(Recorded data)

*****

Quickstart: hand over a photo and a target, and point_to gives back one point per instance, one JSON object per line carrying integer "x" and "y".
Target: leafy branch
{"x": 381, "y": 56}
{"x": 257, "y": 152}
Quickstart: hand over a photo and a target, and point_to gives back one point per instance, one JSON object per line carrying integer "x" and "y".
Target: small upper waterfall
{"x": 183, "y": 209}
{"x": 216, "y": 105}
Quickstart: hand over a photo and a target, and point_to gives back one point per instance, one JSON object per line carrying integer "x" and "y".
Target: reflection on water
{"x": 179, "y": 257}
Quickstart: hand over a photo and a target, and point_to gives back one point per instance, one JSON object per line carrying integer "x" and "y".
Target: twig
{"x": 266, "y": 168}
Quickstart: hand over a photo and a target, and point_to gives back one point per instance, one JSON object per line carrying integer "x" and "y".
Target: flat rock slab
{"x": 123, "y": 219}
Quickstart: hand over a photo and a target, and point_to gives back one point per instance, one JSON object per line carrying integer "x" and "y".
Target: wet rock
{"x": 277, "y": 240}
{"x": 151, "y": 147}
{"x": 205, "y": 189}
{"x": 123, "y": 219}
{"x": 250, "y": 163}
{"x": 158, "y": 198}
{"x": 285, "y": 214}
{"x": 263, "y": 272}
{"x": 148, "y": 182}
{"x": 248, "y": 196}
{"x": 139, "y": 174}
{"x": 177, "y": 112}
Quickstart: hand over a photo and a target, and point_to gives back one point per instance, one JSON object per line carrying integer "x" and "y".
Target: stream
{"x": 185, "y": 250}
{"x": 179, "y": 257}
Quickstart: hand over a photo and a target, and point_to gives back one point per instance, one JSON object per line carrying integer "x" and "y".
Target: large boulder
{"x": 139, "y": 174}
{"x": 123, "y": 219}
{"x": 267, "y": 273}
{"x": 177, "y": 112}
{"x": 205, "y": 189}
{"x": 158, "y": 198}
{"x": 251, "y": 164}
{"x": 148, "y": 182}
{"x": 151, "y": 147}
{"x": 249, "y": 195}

*****

YOUR GOAL —
Repeat only the lines starting at the one that contains "Target: stream" and ending at the last line above, exactly as written.

SOLUTION FOR THIS PROBLEM —
Target: stream
{"x": 185, "y": 250}
{"x": 179, "y": 257}
Quickstart: hand over a photo and a target, and point_to gives back one point per instance, one JSON object per line carrying integer "x" and "y".
Target: large boulder
{"x": 139, "y": 174}
{"x": 123, "y": 219}
{"x": 267, "y": 273}
{"x": 177, "y": 112}
{"x": 205, "y": 189}
{"x": 158, "y": 198}
{"x": 251, "y": 164}
{"x": 148, "y": 182}
{"x": 151, "y": 147}
{"x": 249, "y": 195}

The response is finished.